* **SELECTED EXTRACT**:
-------------------------

Visiting nurses provided certain care in uncertain conditions
Visiting Nurses tend to expect the unexpected. Not all houses on Cape Cod are million-dollar homes. Not all family or roommate situations are stable. Nurses who do in-home care have to be confident caregivers wherever or however their patients live.
Leslie McGuire, RN, has dedicated 21 years to treating patients where they are, no matter where that is. COVID-19 makes that a unique challenge.
“It’s been a tough year because we had no idea what we were walking into,” McGuire said. “They were scared for us to be in their home and they were scared to go to the hospital.”
The VNA has maintained consistent home care throughout the pandemic. With the exception of a four-day isolation for possible COVID-19 exposure, McGuire continuously saw patients.
She said that she and others faced resistance to home visits at first, even from long-time patients. After a telephone visit with a congestive heart failure patient, McGuire knew he needed an in-person assessment.
“I was standing at his kitchen island and he said, ‘Are you safe to come near me? I’m afraid of you,’” McGuire said. “He was afraid to have me in his house. I showed him I had my mask, that I washed my hands -- showed him I gelled up.”
In the early days of the pandemic, the fear ran in both directions. Early protocols were changing rapidly. Retired VNA nurses were stitching cloth masks for their former colleagues and leaving them in mailboxes.
“I was just as afraid as the patients were,” McGuire said. “In the beginning, there were no answers and we were still asking questions.”
She could never know for sure that a patient or their housemates were safe. Did they have a family gathering or visits from friends? Had someone in the house travelled? There was always a leap of faith in entering each new residence.

-------------------------

Items from a dataset
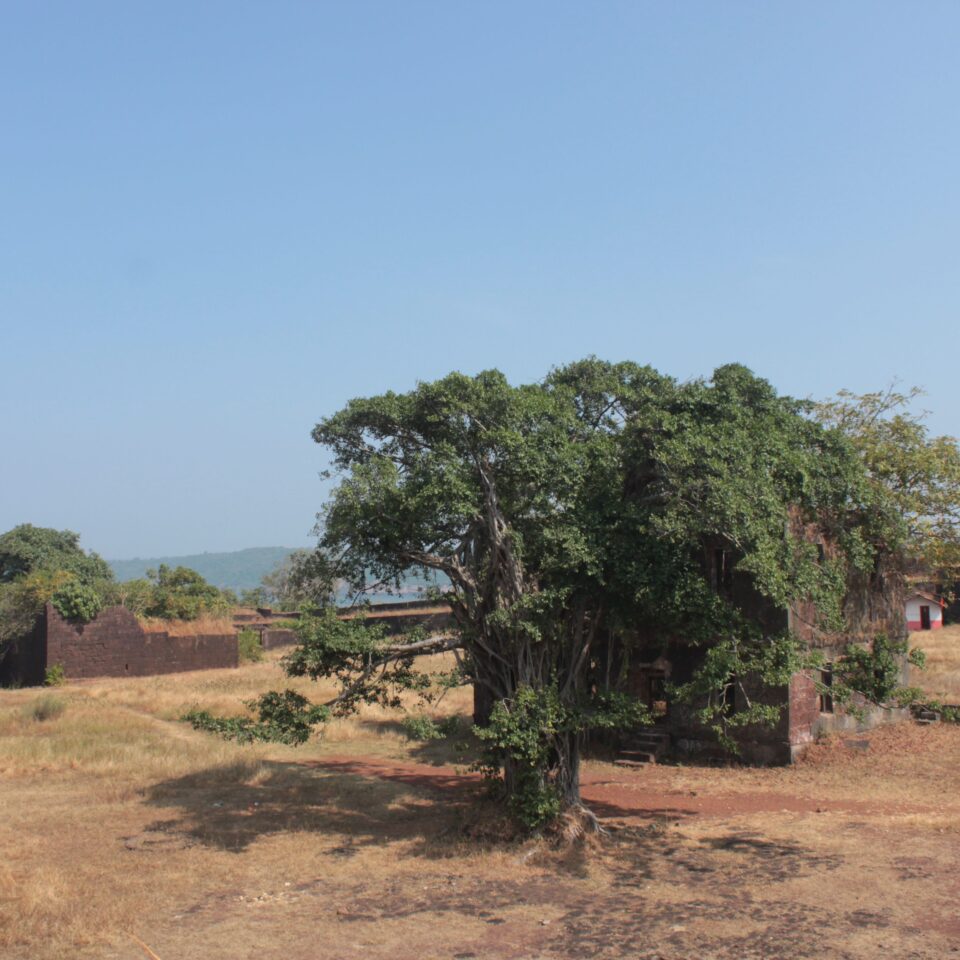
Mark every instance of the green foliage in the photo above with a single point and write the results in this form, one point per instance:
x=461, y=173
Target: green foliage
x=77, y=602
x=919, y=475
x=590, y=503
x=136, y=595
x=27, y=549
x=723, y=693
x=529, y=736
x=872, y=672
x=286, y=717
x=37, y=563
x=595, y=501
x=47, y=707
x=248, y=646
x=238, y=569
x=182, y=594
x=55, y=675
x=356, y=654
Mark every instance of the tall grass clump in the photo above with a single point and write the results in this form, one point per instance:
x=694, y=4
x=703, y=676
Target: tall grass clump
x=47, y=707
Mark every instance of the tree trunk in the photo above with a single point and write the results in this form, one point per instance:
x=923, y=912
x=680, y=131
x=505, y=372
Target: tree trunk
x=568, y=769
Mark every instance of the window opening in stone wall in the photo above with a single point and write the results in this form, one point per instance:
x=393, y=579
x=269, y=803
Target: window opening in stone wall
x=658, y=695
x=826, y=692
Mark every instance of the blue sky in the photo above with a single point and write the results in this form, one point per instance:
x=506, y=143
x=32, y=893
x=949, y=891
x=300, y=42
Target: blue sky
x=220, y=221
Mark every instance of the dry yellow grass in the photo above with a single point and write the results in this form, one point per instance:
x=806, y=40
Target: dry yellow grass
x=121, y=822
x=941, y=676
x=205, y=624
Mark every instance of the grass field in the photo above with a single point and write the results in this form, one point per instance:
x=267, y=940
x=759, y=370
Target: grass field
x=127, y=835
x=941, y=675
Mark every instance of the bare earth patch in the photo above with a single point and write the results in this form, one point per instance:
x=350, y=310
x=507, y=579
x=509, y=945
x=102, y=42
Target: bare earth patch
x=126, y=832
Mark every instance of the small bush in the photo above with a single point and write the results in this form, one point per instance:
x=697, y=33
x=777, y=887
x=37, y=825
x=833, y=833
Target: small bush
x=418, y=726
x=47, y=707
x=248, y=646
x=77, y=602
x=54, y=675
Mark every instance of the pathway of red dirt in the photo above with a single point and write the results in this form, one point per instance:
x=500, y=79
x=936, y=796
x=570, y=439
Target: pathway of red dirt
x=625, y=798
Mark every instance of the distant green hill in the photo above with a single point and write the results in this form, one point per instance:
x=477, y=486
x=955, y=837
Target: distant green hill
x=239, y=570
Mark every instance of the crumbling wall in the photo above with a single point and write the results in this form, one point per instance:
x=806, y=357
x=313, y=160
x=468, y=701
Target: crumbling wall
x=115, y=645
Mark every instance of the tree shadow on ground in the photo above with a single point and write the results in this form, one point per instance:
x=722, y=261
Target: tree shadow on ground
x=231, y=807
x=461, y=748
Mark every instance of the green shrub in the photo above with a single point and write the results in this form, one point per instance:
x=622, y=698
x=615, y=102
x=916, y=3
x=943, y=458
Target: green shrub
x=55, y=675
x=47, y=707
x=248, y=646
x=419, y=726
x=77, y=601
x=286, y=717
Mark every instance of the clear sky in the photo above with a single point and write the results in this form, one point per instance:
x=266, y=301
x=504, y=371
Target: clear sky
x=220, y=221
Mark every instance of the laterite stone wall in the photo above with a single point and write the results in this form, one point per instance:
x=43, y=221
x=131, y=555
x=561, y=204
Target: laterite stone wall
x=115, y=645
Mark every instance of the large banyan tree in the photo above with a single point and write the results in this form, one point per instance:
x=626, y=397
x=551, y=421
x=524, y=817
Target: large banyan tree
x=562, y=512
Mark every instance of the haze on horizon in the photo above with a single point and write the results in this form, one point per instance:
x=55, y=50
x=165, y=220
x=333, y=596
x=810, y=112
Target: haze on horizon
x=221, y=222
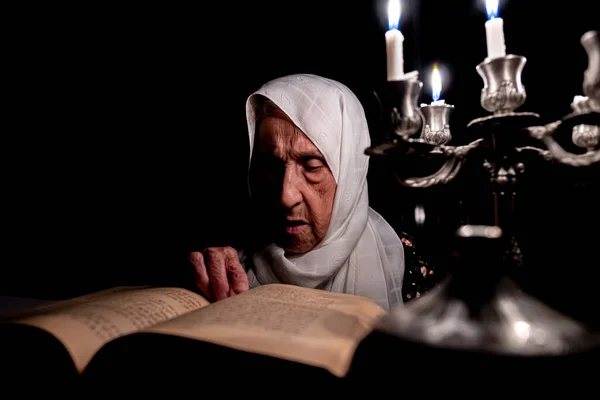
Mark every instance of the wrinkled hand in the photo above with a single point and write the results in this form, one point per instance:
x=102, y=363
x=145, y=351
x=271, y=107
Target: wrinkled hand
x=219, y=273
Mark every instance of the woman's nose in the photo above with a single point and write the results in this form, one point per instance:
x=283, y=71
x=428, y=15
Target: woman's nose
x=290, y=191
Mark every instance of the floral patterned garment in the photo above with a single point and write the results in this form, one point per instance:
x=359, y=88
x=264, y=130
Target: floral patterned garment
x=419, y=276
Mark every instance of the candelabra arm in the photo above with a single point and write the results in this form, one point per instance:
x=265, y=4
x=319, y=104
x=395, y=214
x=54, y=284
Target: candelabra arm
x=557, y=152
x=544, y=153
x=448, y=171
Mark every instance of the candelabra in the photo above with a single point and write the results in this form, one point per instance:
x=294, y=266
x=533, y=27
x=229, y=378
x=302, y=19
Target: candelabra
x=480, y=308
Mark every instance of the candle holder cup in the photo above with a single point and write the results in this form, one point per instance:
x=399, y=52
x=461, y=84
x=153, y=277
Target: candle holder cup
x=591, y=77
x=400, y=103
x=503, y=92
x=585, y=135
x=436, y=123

-------------------------

* **WORK REQUEST 1**:
In the article about visiting nurses, how many years has Leslie McGuire spent treating patients where they are?
* **WORK REQUEST 2**:
Continue the article about visiting nurses from its last sentence.
These rows have nothing to do with the text.

* **TASK ANSWER 1**:
21 years.

* **TASK ANSWER 2**:
As many nurses did, McGuire would get undressed outside her house after work and leave shoes outside to prevent the possible contamination of her home, an attempt to protect her husband, who had previously suffered a significant illness.
Beyond the emotional hurdles, the work itself was more challenging, she said. Assessment for things like stroke or neurological problems had to be done from across the room. Part of the VNA’s role, however, is to adapt to different circumstances to get the job done.
Patient privacy is also a unique consideration when it pertains to their COVID-positive patients at home.
“You’ve got to put on the full gear, but you’re trying to protect their privacy, so their neighbors don’t see,” she said. McGuire has had husband-and-wife positive patients and patients who are “ashamed” they contracted the virus.
“They were embarrassed. I tell them they didn’t do anything wrong,” she said.
Now that more Cape Cod residents are vaccinated, and overall COVID-19 rates are dropping, patients are becoming more relaxed about having VNA services at home. She even encounters the occasional patient who wants to drop protection altogether.
“I’ve had patients saying ‘This is my house. I don’t have to wear a mask,’” she said, with a chuckle. “I tell them that we don’t make the rules, we just follow them. At this point, even with the vaccine, we still have to talk patients down.”